#### Supplied passage ####

The use of metrics, such as loss and accuracy, in machine learning models, particularly in neural networks, is justified as each evaluates complementary aspects of performance. Loss measures how well the model minimizes errors between predictions and actual values, providing a continuous signal to optimize the model. Accuracy, on the other hand, measures the percentage of correct predictions, making it useful for assessing the overall effectiveness of the model in classification tasks. Using both metrics ensures a comprehensive evaluation of the model, optimizing both training and practical performance.

Considering the challenges posed by the inclusion of a substantial number of distorted pictograms in the training set, the CNN’s classification results can be deemed satisfactory. To further evaluate the model’s efficacy in scenarios involving undistorted images, a new test was conducted using only the original, non-transformed pictograms. This set of images, not utilized in the training or validation phases, offers insights into the model’s performance in real-world scenarios where images remain unaltered.

For this evaluation, the architecture proposed in Model 1, which demonstrated superior overall results, was employed. The results of this test were highly promising, with the proposed model achieving nearly perfect classification, accurately identifying 110 out of 112 images. Figure 5 illustrates the misclassified pictograms, highlighting that in both cases, the erroneously identified pictogram belongs to the same group as the intended one. This observation suggests that, considering the size of the pictograms and the contrast and position of colors within them, these failures are acceptable. The overall accuracy for the original pictograms reaches an impressive 99.98%.

Figure 5

Figure 5. Original pictograms not correctly identified by the model. When pictogram (a) was presented to the CNN, the network identified pictogram (b). The same happened for pictograms (c,d).

####

### Tasks to complete
**1)** Update the pictogram classification text, starting at "The use of metrics, such" and ending at "and practical performance.", so that "metrics" becomes "indicators" throughout.
**2)** How many lines of the listing contain the string "target", with case counting? Give only the number.
The listing is unrelated to the pictogram classification text.

#### Source data ####

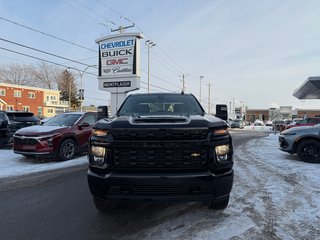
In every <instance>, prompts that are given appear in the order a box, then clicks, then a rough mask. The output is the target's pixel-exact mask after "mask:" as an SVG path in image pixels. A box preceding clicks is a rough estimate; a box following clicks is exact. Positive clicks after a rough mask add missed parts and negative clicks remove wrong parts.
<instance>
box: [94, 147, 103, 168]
mask: <svg viewBox="0 0 320 240" xmlns="http://www.w3.org/2000/svg"><path fill="white" fill-rule="evenodd" d="M91 153H92V158H91V163H92V164H93V165H96V166H100V167H102V166H103V165H104V164H105V155H106V149H105V148H104V147H99V146H91Z"/></svg>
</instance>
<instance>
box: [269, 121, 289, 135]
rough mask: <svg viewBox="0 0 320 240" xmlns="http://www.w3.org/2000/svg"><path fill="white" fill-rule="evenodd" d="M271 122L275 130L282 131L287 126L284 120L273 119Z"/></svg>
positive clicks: (281, 131) (284, 129) (273, 127)
mask: <svg viewBox="0 0 320 240" xmlns="http://www.w3.org/2000/svg"><path fill="white" fill-rule="evenodd" d="M272 124H273V130H275V131H277V132H282V131H283V130H285V128H286V126H287V125H286V124H285V122H284V120H273V121H272Z"/></svg>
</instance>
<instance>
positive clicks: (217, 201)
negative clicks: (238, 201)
mask: <svg viewBox="0 0 320 240" xmlns="http://www.w3.org/2000/svg"><path fill="white" fill-rule="evenodd" d="M228 203H229V195H228V197H225V198H223V199H219V200H213V201H212V202H211V203H210V206H209V208H210V209H215V210H223V209H225V208H226V207H227V206H228Z"/></svg>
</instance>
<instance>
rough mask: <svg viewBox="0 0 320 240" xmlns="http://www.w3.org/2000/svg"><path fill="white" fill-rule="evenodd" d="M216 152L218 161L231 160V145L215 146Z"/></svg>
mask: <svg viewBox="0 0 320 240" xmlns="http://www.w3.org/2000/svg"><path fill="white" fill-rule="evenodd" d="M215 152H216V156H217V160H218V162H223V161H227V160H229V157H228V153H229V152H230V145H229V144H224V145H219V146H216V147H215Z"/></svg>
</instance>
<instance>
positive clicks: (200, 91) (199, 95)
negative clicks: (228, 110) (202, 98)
mask: <svg viewBox="0 0 320 240" xmlns="http://www.w3.org/2000/svg"><path fill="white" fill-rule="evenodd" d="M202 78H204V76H200V93H199V102H200V104H201V80H202Z"/></svg>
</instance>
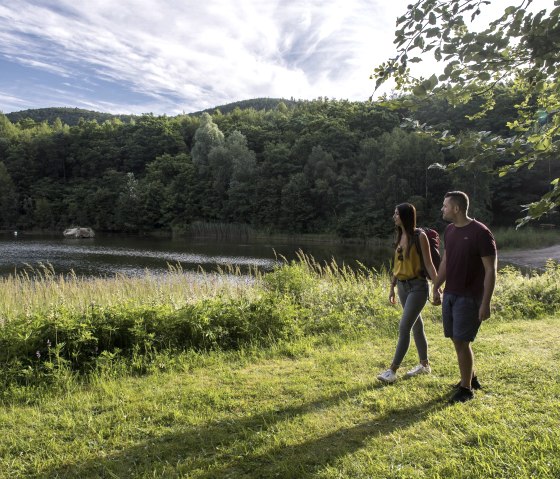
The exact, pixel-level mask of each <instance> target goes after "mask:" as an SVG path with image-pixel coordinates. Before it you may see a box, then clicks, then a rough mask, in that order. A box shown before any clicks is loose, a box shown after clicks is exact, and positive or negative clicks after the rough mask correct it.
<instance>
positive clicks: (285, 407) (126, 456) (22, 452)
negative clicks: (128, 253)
mask: <svg viewBox="0 0 560 479" xmlns="http://www.w3.org/2000/svg"><path fill="white" fill-rule="evenodd" d="M558 321H559V320H558V318H557V317H556V318H548V319H540V320H538V322H535V321H523V320H518V321H515V322H512V323H507V322H493V323H492V322H489V323H487V324H486V325H485V327H484V329H483V331H482V333H481V335H480V339H479V341H478V342H477V344H476V348H477V353H478V358H479V365H478V366H479V376H480V377H481V381H483V383H484V386H485V389H484V390H483V391H482V392H479V393H477V397H476V398H475V400H474V401H472V402H470V403H467V404H463V405H454V406H450V405H449V404H448V403H447V401H446V400H447V396H448V394H449V385H450V384H451V383H453V382H454V381H456V379H457V374H458V373H457V371H456V366H455V361H454V353H453V351H452V347H451V345H450V344H449V342H448V341H445V340H444V339H443V338H442V337H441V328H440V326H439V325H438V324H436V323H433V322H429V323H428V325H427V334H428V337H429V339H430V346H431V359H432V363H433V366H434V374H433V375H431V376H429V377H422V378H417V379H413V380H408V381H405V380H402V381H400V382H397V383H395V384H394V385H390V386H383V385H381V384H380V383H378V382H377V381H376V380H375V379H374V377H375V374H376V373H377V372H378V371H379V370H380V369H382V368H383V367H385V366H386V365H387V363H388V361H389V360H390V356H391V353H392V350H393V347H394V343H395V339H396V338H395V336H394V335H392V334H391V335H383V336H380V335H377V334H376V333H375V332H373V331H372V332H371V333H370V334H367V335H366V334H364V335H360V336H357V337H354V338H346V339H344V340H342V339H340V338H339V337H337V336H336V335H324V336H321V337H315V338H301V339H299V340H297V341H293V342H289V343H285V344H278V345H276V346H274V347H271V348H266V349H250V348H249V349H243V350H241V351H235V352H213V353H207V354H200V353H190V354H188V353H184V354H180V355H177V356H176V357H174V361H175V363H174V367H173V368H172V370H170V371H164V372H154V373H153V374H150V375H147V376H143V377H130V376H128V377H118V378H111V377H110V375H107V374H105V375H99V376H97V377H96V378H95V379H92V381H91V383H90V384H88V385H84V386H77V385H76V384H75V383H74V382H72V381H69V382H68V383H67V386H68V387H67V389H66V390H60V389H59V390H58V391H57V392H56V394H55V393H49V392H47V391H44V392H42V393H41V394H39V395H38V396H35V397H29V398H28V401H29V404H26V403H25V402H26V401H25V400H24V398H22V399H21V401H19V402H17V403H15V404H14V403H12V404H10V405H9V406H8V405H6V406H4V407H3V408H2V409H1V410H0V424H1V426H0V427H1V429H2V431H1V432H2V442H1V443H0V444H1V445H0V458H1V459H0V460H1V462H2V468H1V470H0V477H5V478H31V477H34V478H77V477H80V478H100V477H106V478H117V477H118V478H133V477H135V478H136V477H138V478H139V477H144V478H147V477H150V478H175V477H177V478H178V477H183V478H233V477H235V478H255V477H258V478H273V477H281V478H294V479H295V478H298V479H303V478H324V479H327V478H332V479H334V478H352V479H356V478H403V479H404V478H443V477H445V478H465V479H466V478H468V479H476V478H480V479H488V478H511V477H515V478H518V479H524V478H547V479H553V478H557V477H558V475H559V474H560V447H559V444H560V434H559V432H558V427H557V426H558V423H559V421H560V412H559V411H560V409H559V408H558V405H559V400H560V386H559V384H560V382H559V380H560V377H559V376H558V370H557V364H558V359H559V357H558V352H557V345H558V341H560V330H559V327H558ZM406 362H407V364H406V366H409V365H412V364H414V354H413V352H412V351H411V352H410V353H409V355H408V356H407V360H406Z"/></svg>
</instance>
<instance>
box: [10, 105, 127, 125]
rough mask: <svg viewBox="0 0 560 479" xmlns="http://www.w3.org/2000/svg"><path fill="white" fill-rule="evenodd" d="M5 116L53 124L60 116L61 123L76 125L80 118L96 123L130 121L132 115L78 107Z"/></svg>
mask: <svg viewBox="0 0 560 479" xmlns="http://www.w3.org/2000/svg"><path fill="white" fill-rule="evenodd" d="M6 116H7V117H8V119H9V120H10V121H11V122H12V123H17V122H18V121H21V120H25V119H28V118H29V119H31V120H33V121H35V122H37V123H42V122H43V121H46V122H48V123H49V124H51V125H52V124H53V123H54V121H55V120H56V119H57V118H60V120H61V121H62V123H65V124H67V125H70V126H74V125H77V124H78V122H79V121H80V119H81V118H83V119H84V120H86V121H90V120H97V122H98V123H103V122H105V121H107V120H110V119H113V118H118V119H120V120H121V121H123V122H126V123H130V120H131V119H132V118H134V115H112V114H111V113H101V112H98V111H91V110H82V109H80V108H65V107H53V108H36V109H32V110H21V111H15V112H12V113H6Z"/></svg>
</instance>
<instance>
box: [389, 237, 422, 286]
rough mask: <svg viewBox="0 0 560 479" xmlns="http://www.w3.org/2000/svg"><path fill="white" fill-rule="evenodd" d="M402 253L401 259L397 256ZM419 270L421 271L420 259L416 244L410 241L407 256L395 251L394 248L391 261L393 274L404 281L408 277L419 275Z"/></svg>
mask: <svg viewBox="0 0 560 479" xmlns="http://www.w3.org/2000/svg"><path fill="white" fill-rule="evenodd" d="M401 255H402V260H400V259H399V256H401ZM420 271H422V260H421V259H420V255H419V254H418V250H417V249H416V244H415V243H412V245H411V246H410V254H409V255H408V258H407V257H406V255H405V254H404V252H403V253H397V251H396V250H395V259H394V261H393V275H394V276H395V277H396V278H397V279H400V280H401V281H406V280H408V279H414V278H419V277H420Z"/></svg>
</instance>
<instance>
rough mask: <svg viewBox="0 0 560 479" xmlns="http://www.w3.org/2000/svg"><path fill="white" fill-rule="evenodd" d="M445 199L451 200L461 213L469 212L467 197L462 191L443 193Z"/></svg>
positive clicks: (450, 191)
mask: <svg viewBox="0 0 560 479" xmlns="http://www.w3.org/2000/svg"><path fill="white" fill-rule="evenodd" d="M445 198H451V201H453V202H454V203H455V204H456V205H457V206H458V207H459V209H460V210H461V211H463V212H465V213H466V212H467V211H468V210H469V197H468V195H467V194H466V193H464V192H462V191H449V192H448V193H445Z"/></svg>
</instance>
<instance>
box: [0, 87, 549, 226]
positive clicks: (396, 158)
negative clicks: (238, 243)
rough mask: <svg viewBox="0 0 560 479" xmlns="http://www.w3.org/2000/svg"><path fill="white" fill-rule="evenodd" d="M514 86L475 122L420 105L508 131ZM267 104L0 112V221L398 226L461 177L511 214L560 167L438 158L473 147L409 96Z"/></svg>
mask: <svg viewBox="0 0 560 479" xmlns="http://www.w3.org/2000/svg"><path fill="white" fill-rule="evenodd" d="M506 93H507V92H506ZM506 93H504V95H503V98H502V99H501V100H500V101H498V102H497V107H496V114H494V115H492V114H490V115H489V116H488V117H487V118H485V119H483V120H474V121H471V122H470V123H471V124H469V122H468V121H467V120H465V115H466V114H467V113H468V108H472V105H471V106H469V105H466V106H465V107H464V108H463V111H461V110H460V109H456V108H455V109H453V108H451V107H450V106H449V105H448V104H447V103H446V102H445V100H438V99H437V98H434V99H432V100H430V101H428V102H426V104H425V105H424V106H423V107H422V108H420V109H419V110H418V111H417V112H415V113H414V115H416V118H417V119H419V120H421V121H430V122H432V123H441V124H443V123H445V122H448V123H450V126H449V127H450V128H454V129H455V130H456V131H455V134H458V135H461V134H465V135H468V132H469V130H471V129H472V130H474V129H477V128H479V127H480V126H483V127H484V128H488V129H489V130H492V131H503V128H504V125H503V122H504V117H503V116H501V115H502V111H503V110H504V109H507V108H511V107H512V105H513V102H514V101H515V99H514V98H513V97H512V95H511V94H506ZM259 105H260V107H261V108H262V109H257V108H254V107H253V106H252V105H251V104H250V103H248V104H244V105H243V106H245V107H246V108H243V109H242V108H239V107H238V106H237V107H235V108H233V109H232V110H230V111H228V112H227V113H224V112H223V111H222V110H221V109H217V110H215V111H214V112H213V113H212V114H209V113H208V112H204V113H201V114H193V115H178V116H176V117H167V116H161V117H156V116H153V115H142V116H138V117H131V118H128V119H127V121H122V120H121V119H120V118H117V117H111V118H109V119H105V120H104V121H101V122H100V121H98V120H97V119H84V118H83V117H82V119H81V120H79V121H78V122H77V123H76V124H74V125H69V124H68V123H66V122H64V121H62V120H61V118H60V117H58V118H57V119H56V120H53V121H50V122H49V121H36V120H34V119H33V118H30V116H27V117H25V118H22V119H19V120H18V121H16V122H12V121H10V119H9V118H8V117H7V116H6V115H1V114H0V191H1V195H0V229H8V228H10V229H12V228H17V229H48V230H62V229H64V228H66V227H69V226H71V225H82V226H91V227H93V228H94V229H96V230H100V231H112V232H134V233H138V232H148V231H154V230H162V231H171V230H175V231H178V232H180V231H188V230H189V227H190V226H191V225H193V224H200V223H201V222H202V223H229V224H240V225H241V224H242V225H250V226H252V227H253V228H255V229H258V230H263V231H270V232H286V233H321V232H326V233H335V234H337V235H339V236H342V237H370V236H376V235H380V236H381V235H386V234H387V232H388V231H390V230H391V229H392V224H391V222H390V217H391V214H392V211H393V208H394V205H395V204H396V203H399V202H402V201H412V202H413V203H415V204H416V205H417V207H418V210H419V215H420V218H421V221H422V222H423V223H429V224H437V222H438V221H439V220H438V219H437V218H439V216H440V215H439V208H440V204H441V199H442V195H443V194H444V193H445V191H448V190H450V189H455V188H458V189H463V190H465V191H467V192H468V193H469V194H470V195H471V198H472V202H473V213H474V214H475V216H477V217H479V218H482V219H484V220H485V221H489V222H492V221H494V223H496V222H501V223H502V224H512V223H513V220H514V219H515V218H516V217H517V216H518V215H519V212H520V205H521V204H524V203H527V202H529V201H531V200H532V199H533V198H538V197H539V195H541V194H542V193H543V191H546V188H547V185H548V183H549V181H550V179H549V178H551V177H554V175H558V172H557V171H556V172H555V171H551V168H552V167H551V165H548V168H547V167H546V166H547V165H538V166H537V167H536V168H535V169H533V170H526V171H524V172H523V173H521V174H519V175H516V176H515V177H513V176H512V177H506V178H503V179H499V178H495V177H493V176H492V175H491V174H490V173H489V172H487V171H482V170H480V169H479V168H478V167H477V168H471V169H469V168H463V169H455V170H450V171H448V170H443V169H438V168H434V167H433V165H434V164H436V163H439V164H442V165H445V164H449V163H452V162H453V161H455V160H456V159H457V158H458V156H457V155H463V156H464V155H465V154H467V155H468V151H458V150H457V149H453V150H445V149H444V150H442V148H441V147H440V146H438V144H437V143H436V142H435V141H434V140H433V139H432V138H431V137H430V136H429V135H423V134H419V133H418V132H416V131H412V130H410V131H409V130H407V129H406V128H403V127H401V122H402V119H403V118H404V117H407V116H410V115H411V112H408V111H404V110H401V111H391V110H390V109H388V108H384V107H382V106H380V105H376V104H373V103H369V102H348V101H334V100H328V99H318V100H315V101H299V102H281V101H274V102H265V103H264V104H262V100H261V104H259ZM263 105H264V107H263ZM477 121H478V122H479V124H477ZM482 122H484V123H482ZM464 148H466V149H468V148H469V146H468V142H465V147H464Z"/></svg>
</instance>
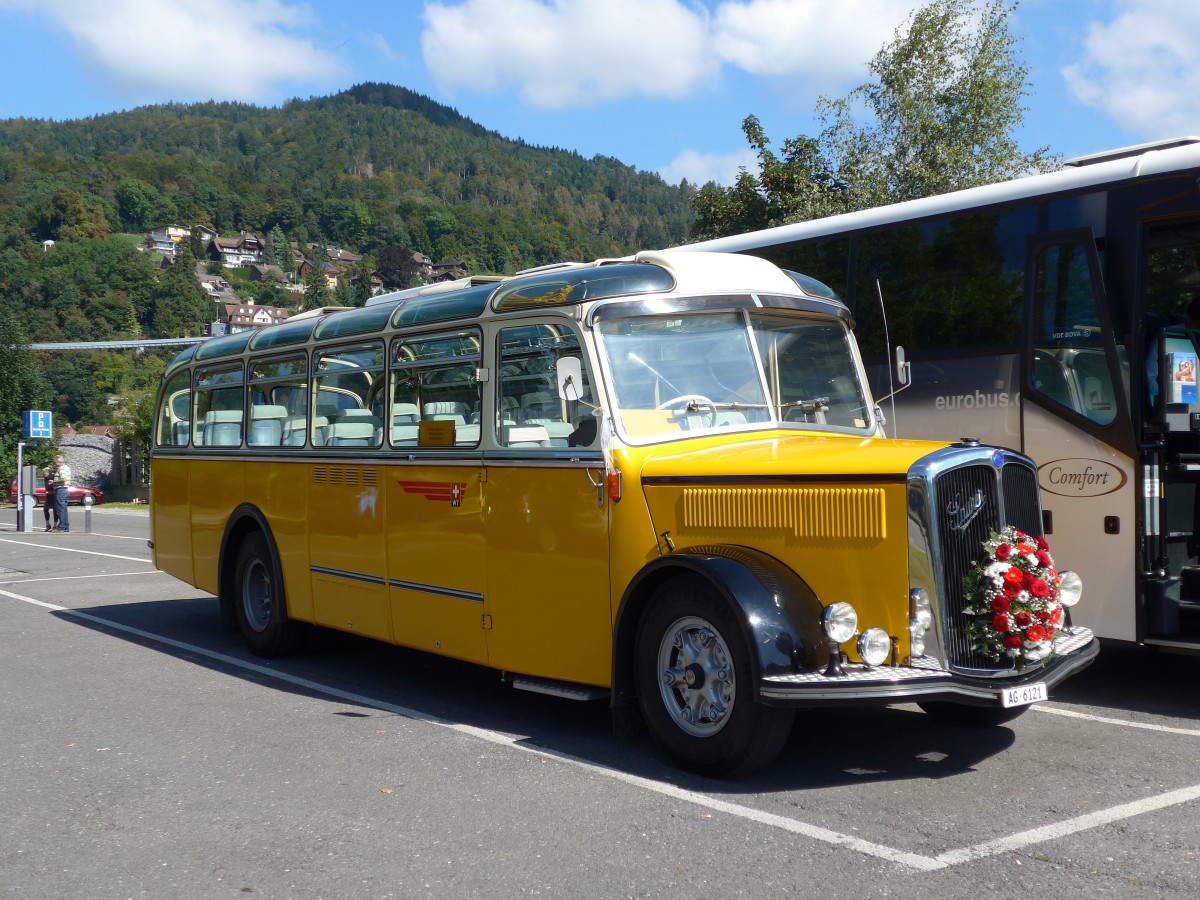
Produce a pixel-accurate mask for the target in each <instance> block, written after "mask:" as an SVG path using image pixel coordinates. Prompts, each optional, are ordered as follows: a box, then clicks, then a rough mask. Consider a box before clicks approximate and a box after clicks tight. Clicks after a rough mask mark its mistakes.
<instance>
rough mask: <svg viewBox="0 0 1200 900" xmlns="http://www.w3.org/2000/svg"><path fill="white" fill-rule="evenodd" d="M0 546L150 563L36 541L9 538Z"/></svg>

####

### Response list
**1)**
The use of indicators, such as loss and accuracy, in machine learning models, particularly in neural networks, is justified as each evaluates complementary aspects of performance. Loss measures how well the model minimizes errors between predictions and actual values, providing a continuous signal to optimize the model. Accuracy, on the other hand, measures the percentage of correct predictions, making it useful for assessing the overall effectiveness of the model in classification tasks. Using both indicators ensures a comprehensive evaluation of the model, optimizing both training and practical performance.

**2)** 3